• _Source_
# "c:\Program Files\" and "c:\Progra~1"



## ThreeRight

i wondering why does CMD prompt write "c:\Progra~1" when dealing with "c:\Program Files\"  and how/why is it shortened. I did a small test on my computer and it seems that the computer can tell the difference between "c:\Program Files\" and "c:\Prograaeru feajkljl" when i type "start c:\Progra~1\(name of program)" in the command prompt


----------



## Cromewell

The cmd prompt should show the full name, assuming you are using win2k or later while command will use the 8 character name. If you are using an older version of windows, (or command for that matter) the 8 character name is for DOS compatability. The system keeps the full name and only displays the short name which is why "c:\Prograaeru feajkljl" doesn't work.


----------



## ThreeRight

why does "c:\Progra~2\" work for "c:\Prograaeru feajkljl\" and "c:\Progra~1\" work for "c:\Program Files\"? what does the numbers mean?


----------



## dragon2309

Dont quote me on this, im not 100%, but i think its because of what Cromewell said above.

command will only ever show an 8bit name, take "c:\Program Files\" for instance, will automatically be displayed as c:\Progra~1\ beacuse thats all it can fit in 8bits (8 characters)

• _Collected material_
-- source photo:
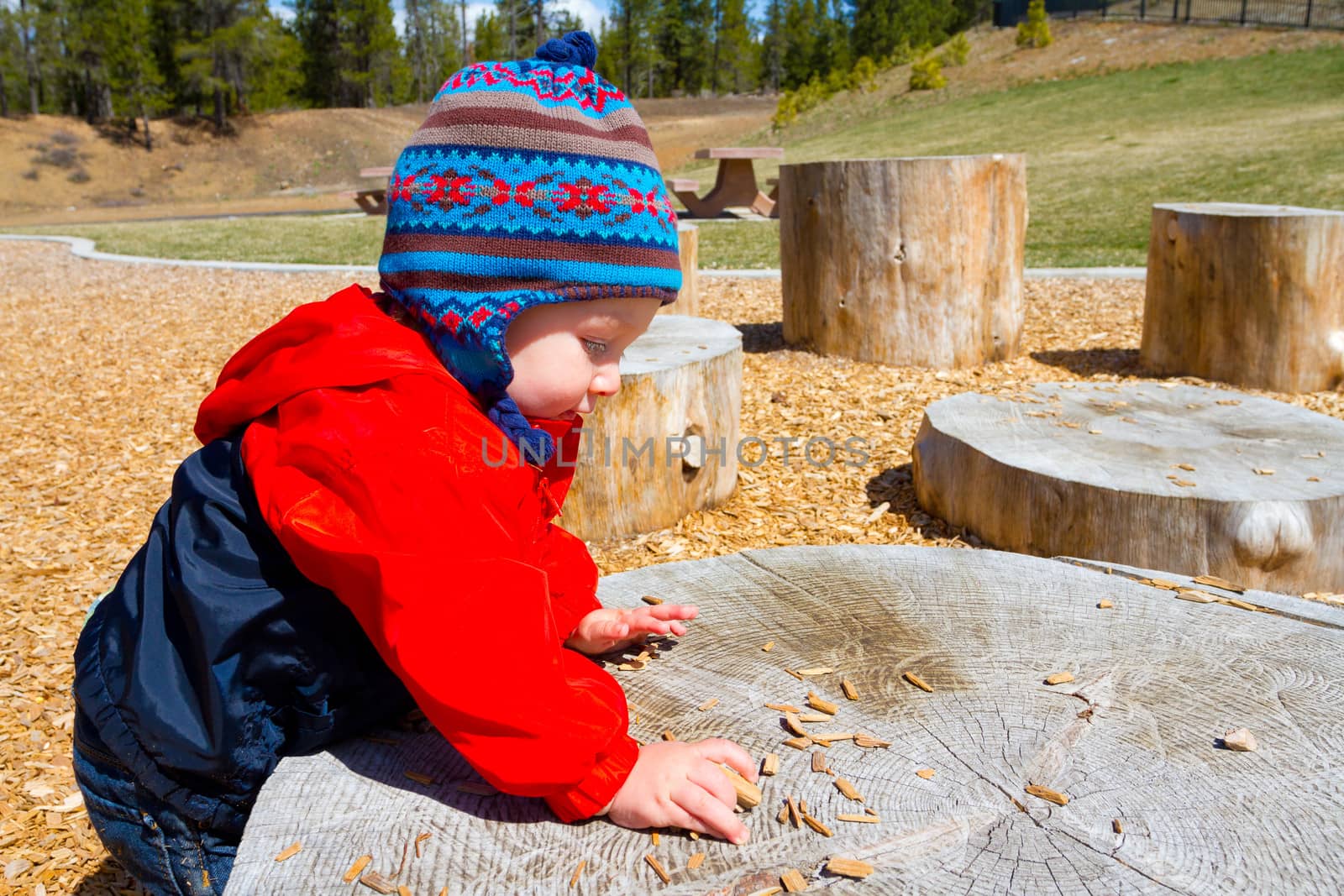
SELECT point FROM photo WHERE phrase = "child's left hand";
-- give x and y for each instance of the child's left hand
(609, 629)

• _Exercises to complete_
1) Translate this sentence from the forum thread on short folder names into Spanish: "The system keeps the full name and only displays the short name which is why "c:\Prograaeru feajkljl" doesn't work."
2) Write what follows in the forum thread on short folder names, continuing after the last sentence of its final post.

• _Answers to the tasks_
1) El sistema conserva el nombre completo y solo muestra el nombre corto, por lo que "c:\Prograaeru feajkljl" no funciona.

2)
The number at the end is a unique identifier, meaning the chances of the shortened word "Progra" being duplicated are high, so it puts a number after it... If there is a second instance of "Progra" it will increase the number by 1.

I'm guessing this "c:\Prograaeru feajkljl\" is a dir you created yourself (or a program created for you) when this is forced to display in 8bits, it too turns out as "Progra" but it can't use the same name as before because, well it just cant, so it looks around and sees that there is already a "1" taken, so it increments the number by 1 and assigns "c:\Progra~2\" to "c:\Prograaeru feajkljl\"

Make any sense?

dragon2309


----------



## ThreeRight

soo... the number is determined by the date that the folder was created?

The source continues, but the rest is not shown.